Can you rewrite the records from the line that has "task: provide the" through the end of the records, with "coconut palm" changed to "palm tree" and everything else unchanged? Leave the pictures out of your answer.
>> begin RECORD EXCERPTS
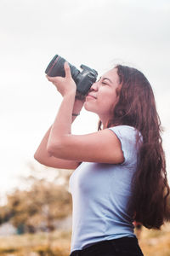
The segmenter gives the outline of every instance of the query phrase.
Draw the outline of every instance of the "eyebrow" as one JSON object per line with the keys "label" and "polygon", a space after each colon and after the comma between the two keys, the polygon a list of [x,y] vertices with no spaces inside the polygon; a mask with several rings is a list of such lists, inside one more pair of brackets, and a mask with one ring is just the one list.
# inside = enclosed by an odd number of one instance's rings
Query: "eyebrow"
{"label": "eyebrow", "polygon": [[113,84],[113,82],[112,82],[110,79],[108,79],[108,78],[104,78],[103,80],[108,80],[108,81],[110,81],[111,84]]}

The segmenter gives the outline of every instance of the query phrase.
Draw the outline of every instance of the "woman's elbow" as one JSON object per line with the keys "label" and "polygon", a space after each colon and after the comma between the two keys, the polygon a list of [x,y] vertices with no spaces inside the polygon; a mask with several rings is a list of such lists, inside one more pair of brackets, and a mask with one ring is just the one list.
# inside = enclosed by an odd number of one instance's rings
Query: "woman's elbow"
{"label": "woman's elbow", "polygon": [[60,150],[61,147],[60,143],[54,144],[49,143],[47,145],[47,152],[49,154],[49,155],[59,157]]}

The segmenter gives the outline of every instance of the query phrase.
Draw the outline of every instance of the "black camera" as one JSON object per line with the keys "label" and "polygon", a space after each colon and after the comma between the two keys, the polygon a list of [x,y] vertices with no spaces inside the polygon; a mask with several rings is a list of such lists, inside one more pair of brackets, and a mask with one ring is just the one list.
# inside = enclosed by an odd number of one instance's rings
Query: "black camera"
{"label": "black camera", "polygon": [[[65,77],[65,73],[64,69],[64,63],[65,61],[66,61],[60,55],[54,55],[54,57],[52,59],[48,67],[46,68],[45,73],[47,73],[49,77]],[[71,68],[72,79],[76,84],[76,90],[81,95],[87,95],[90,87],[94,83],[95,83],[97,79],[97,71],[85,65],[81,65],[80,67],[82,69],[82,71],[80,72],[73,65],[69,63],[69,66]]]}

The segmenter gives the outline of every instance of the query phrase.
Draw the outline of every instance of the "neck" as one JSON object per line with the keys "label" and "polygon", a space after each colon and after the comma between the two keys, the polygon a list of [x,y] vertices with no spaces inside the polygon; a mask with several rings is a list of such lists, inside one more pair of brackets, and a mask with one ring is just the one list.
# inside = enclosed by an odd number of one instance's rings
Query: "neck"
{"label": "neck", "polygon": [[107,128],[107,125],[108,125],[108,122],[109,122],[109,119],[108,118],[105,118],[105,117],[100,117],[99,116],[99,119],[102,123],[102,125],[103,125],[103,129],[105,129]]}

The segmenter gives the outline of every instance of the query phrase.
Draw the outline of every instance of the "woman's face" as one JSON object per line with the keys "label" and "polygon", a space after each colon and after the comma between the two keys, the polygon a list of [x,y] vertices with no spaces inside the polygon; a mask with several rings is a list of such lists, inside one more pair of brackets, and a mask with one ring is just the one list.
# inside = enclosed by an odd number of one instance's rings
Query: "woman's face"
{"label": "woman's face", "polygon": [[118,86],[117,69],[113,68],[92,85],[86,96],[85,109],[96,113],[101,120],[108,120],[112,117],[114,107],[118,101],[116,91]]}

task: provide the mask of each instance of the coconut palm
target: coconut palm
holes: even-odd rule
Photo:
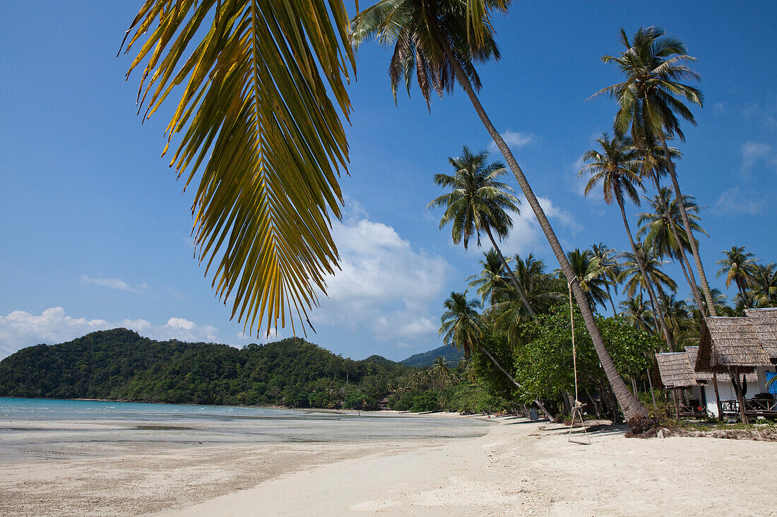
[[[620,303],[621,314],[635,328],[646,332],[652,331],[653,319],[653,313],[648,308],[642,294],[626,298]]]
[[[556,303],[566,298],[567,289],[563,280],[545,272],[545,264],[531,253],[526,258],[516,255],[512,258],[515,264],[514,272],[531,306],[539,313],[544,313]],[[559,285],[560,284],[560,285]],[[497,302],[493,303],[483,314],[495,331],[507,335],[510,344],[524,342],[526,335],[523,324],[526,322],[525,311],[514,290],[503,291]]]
>> end RECORD EXCERPTS
__ANSWER TO THE PROBLEM__.
task: provide the mask of each instance of the palm tree
target: palm tree
holes: even-odd rule
Photo:
[[[620,303],[621,314],[635,328],[646,332],[652,331],[653,319],[653,313],[648,308],[642,294],[626,298]]]
[[[556,303],[566,298],[567,289],[563,280],[545,272],[545,264],[531,253],[526,258],[516,255],[512,258],[515,264],[514,272],[531,306],[539,313],[544,313]],[[559,285],[560,284],[560,285]],[[497,302],[493,303],[483,314],[495,331],[507,335],[510,344],[524,342],[526,335],[523,324],[526,322],[525,311],[514,290],[503,291]]]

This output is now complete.